(Records from a collection)
—————

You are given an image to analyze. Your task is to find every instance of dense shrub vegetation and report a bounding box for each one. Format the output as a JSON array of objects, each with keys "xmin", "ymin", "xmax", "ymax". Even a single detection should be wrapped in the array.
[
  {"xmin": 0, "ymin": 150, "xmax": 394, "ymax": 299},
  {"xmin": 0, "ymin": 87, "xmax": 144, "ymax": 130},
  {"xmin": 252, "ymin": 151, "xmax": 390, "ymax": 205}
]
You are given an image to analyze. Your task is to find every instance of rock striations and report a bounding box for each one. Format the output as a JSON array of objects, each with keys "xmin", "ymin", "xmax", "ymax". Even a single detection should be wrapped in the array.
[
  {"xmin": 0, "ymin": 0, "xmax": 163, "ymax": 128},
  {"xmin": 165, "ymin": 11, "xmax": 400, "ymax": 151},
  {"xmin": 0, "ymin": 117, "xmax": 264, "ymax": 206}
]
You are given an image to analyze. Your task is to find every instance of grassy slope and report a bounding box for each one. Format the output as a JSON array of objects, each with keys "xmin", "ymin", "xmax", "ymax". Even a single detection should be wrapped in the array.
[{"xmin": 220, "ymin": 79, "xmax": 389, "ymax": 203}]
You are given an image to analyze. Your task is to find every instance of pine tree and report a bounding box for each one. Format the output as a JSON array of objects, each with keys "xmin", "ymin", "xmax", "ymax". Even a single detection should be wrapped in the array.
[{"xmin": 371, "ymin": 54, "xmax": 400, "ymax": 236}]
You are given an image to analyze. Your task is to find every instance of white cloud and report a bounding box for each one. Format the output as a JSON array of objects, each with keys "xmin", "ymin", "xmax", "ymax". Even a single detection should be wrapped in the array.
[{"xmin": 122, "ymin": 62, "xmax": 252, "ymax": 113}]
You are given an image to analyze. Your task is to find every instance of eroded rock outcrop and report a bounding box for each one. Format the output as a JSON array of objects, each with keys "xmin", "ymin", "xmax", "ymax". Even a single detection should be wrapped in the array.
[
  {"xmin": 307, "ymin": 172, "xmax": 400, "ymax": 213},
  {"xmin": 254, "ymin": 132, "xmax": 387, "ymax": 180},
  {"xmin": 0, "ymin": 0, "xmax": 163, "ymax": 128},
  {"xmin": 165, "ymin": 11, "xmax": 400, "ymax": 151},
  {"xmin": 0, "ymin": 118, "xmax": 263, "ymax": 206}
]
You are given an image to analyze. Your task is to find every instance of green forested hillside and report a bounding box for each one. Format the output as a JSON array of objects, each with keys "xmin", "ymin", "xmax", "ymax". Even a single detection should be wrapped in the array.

—————

Transcribe the entire listing above line for line, without any alteration.

You are given an image to analyze. Your task is to find every instance of dense shrub vegetation and report a bounding box for each one. Format the output as a JSON array of objects, each with keys "xmin", "ymin", "xmax", "ymax". Even a single detection should be wrapped in the array.
[
  {"xmin": 0, "ymin": 150, "xmax": 394, "ymax": 299},
  {"xmin": 0, "ymin": 87, "xmax": 144, "ymax": 130},
  {"xmin": 252, "ymin": 151, "xmax": 390, "ymax": 205}
]
You are given an image to analyze. Your task is to find every instance of rock striations and report a bounding box for each one. Format the output as a JSON array of objects, each with keys "xmin", "ymin", "xmax", "ymax". Even a single detection should be wrapped in the array.
[
  {"xmin": 0, "ymin": 0, "xmax": 163, "ymax": 128},
  {"xmin": 165, "ymin": 11, "xmax": 400, "ymax": 151},
  {"xmin": 0, "ymin": 117, "xmax": 264, "ymax": 206}
]
You are given an image to analyze. Your task is to find every instance of grassy slope and report a bounding box for each one. Format the output as a JSON array of objects, each with keys "xmin", "ymin", "xmax", "ymax". Even a single detection should be wrapped in the array.
[{"xmin": 220, "ymin": 79, "xmax": 389, "ymax": 203}]
You are given an image to analyze. Your task is to find every instance of pine tree and report a bounding box for each one. Format the output as a JSON array of objects, each with keys "xmin", "ymin", "xmax", "ymax". Even a single detection should be wrapped in the array.
[{"xmin": 371, "ymin": 54, "xmax": 400, "ymax": 236}]
You are given an image to analyze. Your task is to find every instance of white cloud and report a bounding box for each one. Format the output as a JSON array of objects, each with keys "xmin", "ymin", "xmax", "ymax". Even a single detection should be wrapped in the array.
[{"xmin": 122, "ymin": 62, "xmax": 252, "ymax": 113}]
You are given an image to analyze. Your task is to find every instance of eroded rock outcrop and report a bounding box for each one. Format the output as a JSON array of objects, each with keys "xmin", "ymin", "xmax", "ymax". Even a single detection should be wrapped in the array.
[
  {"xmin": 307, "ymin": 172, "xmax": 400, "ymax": 213},
  {"xmin": 254, "ymin": 132, "xmax": 387, "ymax": 180},
  {"xmin": 0, "ymin": 0, "xmax": 163, "ymax": 128},
  {"xmin": 165, "ymin": 11, "xmax": 400, "ymax": 151},
  {"xmin": 0, "ymin": 118, "xmax": 263, "ymax": 206}
]
You are given an image to analyze. Your task is to find every instance of green forested hillside and report a bounding box for each one. Format the output as a JSON array of objects, each with keys "xmin", "ymin", "xmax", "ymax". Even a single detection should be wrapped in the array.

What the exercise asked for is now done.